[Point-per-instance localization data]

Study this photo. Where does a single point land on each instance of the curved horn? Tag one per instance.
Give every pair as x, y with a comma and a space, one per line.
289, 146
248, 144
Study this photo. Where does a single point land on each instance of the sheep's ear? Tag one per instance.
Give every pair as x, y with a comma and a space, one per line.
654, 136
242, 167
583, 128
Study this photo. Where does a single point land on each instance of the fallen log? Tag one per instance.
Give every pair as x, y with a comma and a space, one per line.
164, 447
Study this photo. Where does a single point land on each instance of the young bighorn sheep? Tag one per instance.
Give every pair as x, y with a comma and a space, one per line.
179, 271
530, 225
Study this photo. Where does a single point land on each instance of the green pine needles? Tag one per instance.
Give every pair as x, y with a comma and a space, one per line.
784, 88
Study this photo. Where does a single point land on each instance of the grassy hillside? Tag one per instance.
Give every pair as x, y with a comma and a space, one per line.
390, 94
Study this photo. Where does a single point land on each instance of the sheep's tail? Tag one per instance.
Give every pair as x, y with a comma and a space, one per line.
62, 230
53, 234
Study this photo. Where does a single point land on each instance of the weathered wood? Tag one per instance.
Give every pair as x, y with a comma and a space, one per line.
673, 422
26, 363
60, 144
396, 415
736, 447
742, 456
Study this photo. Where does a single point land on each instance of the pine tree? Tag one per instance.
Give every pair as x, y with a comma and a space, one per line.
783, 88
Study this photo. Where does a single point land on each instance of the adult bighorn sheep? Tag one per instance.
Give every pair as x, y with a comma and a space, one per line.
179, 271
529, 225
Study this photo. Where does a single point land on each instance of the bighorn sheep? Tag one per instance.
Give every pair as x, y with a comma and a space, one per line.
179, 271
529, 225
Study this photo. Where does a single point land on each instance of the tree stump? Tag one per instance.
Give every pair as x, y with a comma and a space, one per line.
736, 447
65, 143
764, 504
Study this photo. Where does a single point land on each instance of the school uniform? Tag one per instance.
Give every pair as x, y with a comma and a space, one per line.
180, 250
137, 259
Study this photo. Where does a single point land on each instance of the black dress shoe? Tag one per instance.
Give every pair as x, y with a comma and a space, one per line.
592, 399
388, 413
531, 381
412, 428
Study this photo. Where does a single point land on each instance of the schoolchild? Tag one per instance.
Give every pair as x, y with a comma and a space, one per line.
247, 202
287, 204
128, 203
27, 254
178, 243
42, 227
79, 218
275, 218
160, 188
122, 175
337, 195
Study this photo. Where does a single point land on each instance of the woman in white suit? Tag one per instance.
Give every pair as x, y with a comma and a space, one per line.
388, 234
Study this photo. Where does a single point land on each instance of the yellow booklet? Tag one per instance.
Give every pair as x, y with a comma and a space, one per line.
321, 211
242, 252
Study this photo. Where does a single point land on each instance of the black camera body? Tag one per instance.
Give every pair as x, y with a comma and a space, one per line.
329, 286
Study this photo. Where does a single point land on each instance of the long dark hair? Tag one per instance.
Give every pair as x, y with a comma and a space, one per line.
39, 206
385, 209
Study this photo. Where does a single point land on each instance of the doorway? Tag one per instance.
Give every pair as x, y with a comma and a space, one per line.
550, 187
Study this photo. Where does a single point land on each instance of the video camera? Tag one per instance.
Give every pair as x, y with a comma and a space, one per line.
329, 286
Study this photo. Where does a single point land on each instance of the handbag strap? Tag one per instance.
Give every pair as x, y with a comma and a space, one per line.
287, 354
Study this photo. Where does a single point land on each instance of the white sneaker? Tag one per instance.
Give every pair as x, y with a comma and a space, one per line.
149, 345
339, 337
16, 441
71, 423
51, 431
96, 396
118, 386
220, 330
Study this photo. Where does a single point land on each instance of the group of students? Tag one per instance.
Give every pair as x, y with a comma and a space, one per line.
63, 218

→ **PROBLEM REQUIREMENTS**:
An exact restatement of all the entries above is needed.

→ **WRITTEN REPLY**:
Study this photo. Where does a single point land on each instance of the curved horn? Tag one per instance.
Give every pair as x, y with a comma and a space, one per line.
289, 146
248, 144
Study this photo. Where does a single point land on each instance of the sheep's ear? Tag one per instance.
Give every pair as x, y with a comma and a space, one per line.
654, 136
242, 167
583, 128
Study this photo. Where does a single point land on each instance of the fallen log? Tag one per instance.
Give every pair as x, y with a comma and a space, one per line.
164, 447
Study this photo. Where does a single point land on each instance of the young bighorn sheep? Tag one per instance.
Give every pair as x, y with a comma and a space, one per line.
179, 271
530, 225
Study this photo. Where does a single point land on each instance of the green pine needles? Tag one per instance.
Give every pair as x, y with a comma and a space, one per line.
784, 88
Study this photo. Where does a single point land on each instance of the grassy hillside? Tag one per instance.
Give every pair as x, y with a comma and a space, one per line.
390, 94
Study this photo. Where does a single point land on each instance of the sheep's tail? Tag one per instance.
Give every pair as x, y with a comma and a space, one per line.
62, 230
53, 234
Study this photo. Where does a single point land on each instance of the weathered wood? Tag one per instance.
Give every pair as x, y with a comma and a space, one per line.
673, 422
26, 363
60, 144
396, 415
736, 447
742, 456
Study this photo. Where does a single point land on each instance of the pine tree? Tag one per instance.
Give every pair as x, y with a comma and a space, one per line.
783, 88
Study this photo. Where does a single point land on each instance of the adult bighorn sheep? Tag one per instance.
Give every pair as x, y with a comma and a space, one per line.
179, 271
529, 225
Study this photo. Where does a single point land on each instance of the bighorn sheep? Tag one per instance.
Give every pair as x, y with a comma and a space, one per line.
179, 271
529, 225
Study this photo. Where does a single point land on each instance of the tree stump? Tag one per instance.
Give every pair as x, y with a comma and a space, one per line.
736, 447
65, 143
764, 504
Study this photo. Where does a single point land on each instance of the school uniform? Tag one per instance.
Give every pair as x, y with a comma and a space, one per line.
180, 250
137, 259
Study this photo. Where does a single point land on each instance of the black dress shoe? Tag one per instance.
Give every pair as x, y with a comma and a space, one per line.
592, 399
388, 413
531, 381
412, 428
Study this photo. Where does a single point land on each instance of the schoolchild? Tag one per instance.
Give every pair as x, y with a comma and a space, one per line.
247, 202
287, 204
128, 203
27, 254
178, 243
42, 227
79, 218
275, 218
160, 188
122, 175
337, 195
Study this photo. Where does a single point land on each instance of the woman in white suit? Tag one per instance.
Give every pair as x, y with a comma and a space, one per line.
388, 234
Study this photo. Where does a single point land on each instance of the yellow booklet? Tag one per instance.
Give every pair as x, y with a comma and a space, one per line.
321, 211
242, 252
Study this photo. Where does a single point land on each instance of the black camera body? Tag one per instance.
Give every pair as x, y with a comma and a space, one per line.
329, 286
Study this photo. Where does a single point land on each instance of the long dark hair? Tag one per instance.
Give every pair as x, y with a comma and a space, one per line.
39, 206
385, 209
Study this photo. Where does a single point land on each instance of the doorway? Tag one per instance.
Give every pair as x, y with a comma and a space, one per line.
550, 187
Study this photo. Where does a single point land on each instance of the video camera? Tag one per instance.
Give every pair as x, y with a comma and a space, one per line.
329, 286
Study this photo. Where does a single point land on each instance of the handbag strap? Tag one per instance.
Give every pair as x, y with a comma and a space, one per line.
287, 354
Study this photo. Where does a single point land on each instance of the white sneaker? Tag one per instance.
Give every pair as x, y with a comma and a space, one per line.
149, 345
339, 337
16, 441
71, 423
51, 431
96, 396
118, 386
220, 330
Study this photo. Where does a single point land on each instance of the group of students? Tag one per instance.
Give every pair as x, y with a comma and a space, one per line.
63, 218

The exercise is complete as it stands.